WHAT YOU WILL DO | Present every line of the items below as a numbered list, omitting any blank lines and leaving the pictures out of the answer.

* Begin *

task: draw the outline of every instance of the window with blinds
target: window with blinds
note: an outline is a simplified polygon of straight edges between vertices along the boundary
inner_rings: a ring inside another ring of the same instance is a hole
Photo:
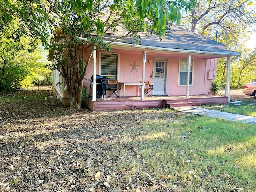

* End *

RESULT FOR THIS EXERCISE |
1. task: draw the outline of every instance of the window with blinds
2. target: window with blinds
3. note: an outline is a simplified polygon of straight edges between vertices along the boundary
4. inner_rings: a ring inside another ring of the same instance is a hole
5. Photo:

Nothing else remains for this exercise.